More than three decades after he was named in the initial indictment for the rape and attempted murder of Trisha Meili, a jogger in Manhattan’s Central Park, Steven Lopez has been exonerated.
Largely forgotten over the years, Lopez was 15 at the time of his arrest. He was one of several teenagers booked that night for a series of crimes in the area. He would later plead guilty to a lesser charge of robbing another jogger and served nearly four years in prison. Five other teens falsely convicted of assaulting Meili would become known as the Central Park Five. In 2002, the charges against them were overturned when DNA evidence linked someone else to the attack.
On Monday (July 25), New York State Supreme Court Judge Ellen Biben overturned Lopez’s conviction. “We talk about the Central Park Five, the Exonerated Five, but there were six people on that indictment,” Manhattan district attorney Alvin Bragg told the New York Times. “And the other five who were charged, their convictions were vacated. And it’s now time to have Mr. Lopez’s charge vacated.”
Present in court on Monday, Lopez, now 48, listened as his lawyer, Eric Shapiro Lopez, reviewed the case. No physical evidence was ever linked to Lopez, and original statements made to police about Lopez’s involvement in the crimes were recanted.
“What happened to you was a profound injustice and an American injustice,” his lawyer said. “They say justice delayed is justice denied and I’m sorry we’ve had to wait for 30 years.”

EXPLORE THE MATERIAL
A) According to the report on Steven Lopez's exoneration, how old was Lopez when he was arrested?
B) Translate this sentence from the report on Steven Lopez's exoneration into Spanish: "No physical evidence was ever linked to Lopez, and original statements made to police about Lopez’s involvement in the crimes were recanted."

DATASET

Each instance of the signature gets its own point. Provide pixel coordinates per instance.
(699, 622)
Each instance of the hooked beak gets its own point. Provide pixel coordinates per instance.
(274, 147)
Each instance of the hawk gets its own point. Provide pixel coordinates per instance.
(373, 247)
--
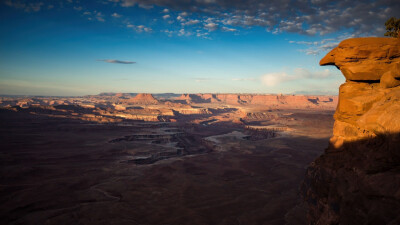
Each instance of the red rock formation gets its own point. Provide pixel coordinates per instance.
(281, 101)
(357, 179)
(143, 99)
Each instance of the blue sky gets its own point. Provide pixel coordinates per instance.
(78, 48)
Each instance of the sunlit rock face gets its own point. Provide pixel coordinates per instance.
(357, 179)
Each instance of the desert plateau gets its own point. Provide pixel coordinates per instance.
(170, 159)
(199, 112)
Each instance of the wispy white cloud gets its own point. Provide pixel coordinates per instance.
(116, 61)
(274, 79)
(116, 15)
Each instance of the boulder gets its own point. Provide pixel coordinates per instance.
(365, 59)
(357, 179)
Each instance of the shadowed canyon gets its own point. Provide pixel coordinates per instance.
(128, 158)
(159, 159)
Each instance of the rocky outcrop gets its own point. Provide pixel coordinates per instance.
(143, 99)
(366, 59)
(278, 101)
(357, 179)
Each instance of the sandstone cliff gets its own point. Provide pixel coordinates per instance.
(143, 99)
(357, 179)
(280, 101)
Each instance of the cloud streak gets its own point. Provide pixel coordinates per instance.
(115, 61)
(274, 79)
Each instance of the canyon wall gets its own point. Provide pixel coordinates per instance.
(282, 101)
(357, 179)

LIST OF SOLUTIONS
A) 15

B) Nunca se vinculó ninguna prueba física con Lopez, y se retractaron las declaraciones originales hechas a la policía sobre la participación de Lopez en los delitos.